Dernièrement, dans ma boîte aux lettres, une publicité parmi tant d’autres. A première vue, elle ne retint pas mon attention, et allait prendre la direction de la corbeille, destin de 90 % des pubs.
La dite publicité concernait l’achat d’objets en or et argent. «Besoin d’argent ?» disait-elle, «Nous sommes spécialistes du rachat de ces métaux précieux. Nous nous déplaçons, estimation gratuite, paiement immédiat».
Et de proposer son programme d’itinéraires. Jusque là, rien d’original, ce genre de pub garantissant aux vendeurs un petit revenu immédiat est courante, surtout en ces temps de «vaches maigres».
Par contre, si cette pub a, au moment de la jeter, retenu mon attention, c’est parce que parmi la cinquantaine d’exemples proposés d’achats : pièces, bijoux divers, montres, médaillons, bagues, décorations, anciens billets, sacs de marques, etc, figuraient aussi un calice et un ciboire. Bien évidemment, il ne pouvait s’agir de vases sacrés en ferblanterie doré ou argenté, donc sans valeurs vénales, mais de vases sacrés en l’un de ces métaux précieux, donc beaucoup plus rares et ayant souvent une histoire particulière liée à un prêtre, à une église, chapelle, alors que les objets liturgiques en simple métal, sont souvent de séries.
Nous avons encore en mémoire, les années 1960-1970, et aussi les suivantes où un clergé iconoclaste organisa, en toute illégalité, de grandes braderies» des objets servant au culte, du mobilier d’églises ou des vêtements liturgiques voulant en finir avec tous ces «grigris» d’une «foi infantile et d’un autre temps», pour la plus grande joie d’antiquaires, brocanteurs peu scrupuleux. Mais on pensait aussi que ces années qui vidèrent les églises de leurs richesses ou d’un simple patrimoine ayant son histoire, servant au culte divin, étaient enfin révolues, et que la prise de conscience aidant, jointe à un retour au sacré interdisait ces ventes. Cette publicité prouve qu’il y a toujours un marché de l’objet religieux. A Alençon, il y a chaque année une vente, légale d’ailleurs, d’objets religieux, très prisée par des communautés religieuses qui viennent, via des associations de sauvetages, «s’approvisionner».

════════════════

_Consigne 1_
Veuillez disposer les lignes des enregistrements en liste numérotée, sans les lignes vides.

[Extrait du jeu de données]
════════════════

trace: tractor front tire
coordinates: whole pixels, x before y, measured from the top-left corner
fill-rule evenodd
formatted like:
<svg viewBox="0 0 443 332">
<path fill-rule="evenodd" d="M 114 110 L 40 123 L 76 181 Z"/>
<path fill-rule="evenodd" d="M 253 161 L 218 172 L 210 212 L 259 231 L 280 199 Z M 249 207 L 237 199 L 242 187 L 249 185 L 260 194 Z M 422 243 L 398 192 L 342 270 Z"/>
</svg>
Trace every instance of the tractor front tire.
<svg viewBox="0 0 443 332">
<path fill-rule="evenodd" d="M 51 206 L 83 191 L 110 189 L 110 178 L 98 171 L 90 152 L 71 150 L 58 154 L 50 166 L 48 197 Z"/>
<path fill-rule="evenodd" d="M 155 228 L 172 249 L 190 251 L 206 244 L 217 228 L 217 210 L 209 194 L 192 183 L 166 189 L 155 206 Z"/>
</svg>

════════════════

_Consigne 2_
Répondez à ces questions sur l'extrait choisi :
(a) Quelle part des publicités prend, selon l'auteur, la direction de la corbeille ?
(b) Quels deux vases sacrés figuraient parmi les exemples d'achats de la publicité ?
(c) Dans quelle ville se tient chaque année une vente légale d'objets religieux ?

_Réponse attendue 1_
1. trace: tractor front tire
2. coordinates: whole pixels, x before y, measured from the top-left corner
3. fill-rule evenodd
4. formatted like:
5. <svg viewBox="0 0 443 332">
6. <path fill-rule="evenodd" d="M 114 110 L 40 123 L 76 181 Z"/>
7. <path fill-rule="evenodd" d="M 253 161 L 218 172 L 210 212 L 259 231 L 280 199 Z M 249 207 L 237 199 L 242 187 L 249 185 L 260 194 Z M 422 243 L 398 192 L 342 270 Z"/>
8. </svg>
9. Trace every instance of the tractor front tire.
10. <svg viewBox="0 0 443 332">
11. <path fill-rule="evenodd" d="M 51 206 L 83 191 L 110 189 L 110 178 L 98 171 L 90 152 L 71 150 L 58 154 L 50 166 L 48 197 Z"/>
12. <path fill-rule="evenodd" d="M 155 228 L 172 249 L 190 251 L 206 244 L 217 228 L 217 210 L 209 194 L 192 183 L 166 189 L 155 206 Z"/>
13. </svg>

_Réponse attendue 2_
(a) 90 %
(b) Un calice et un ciboire
(c) Alençon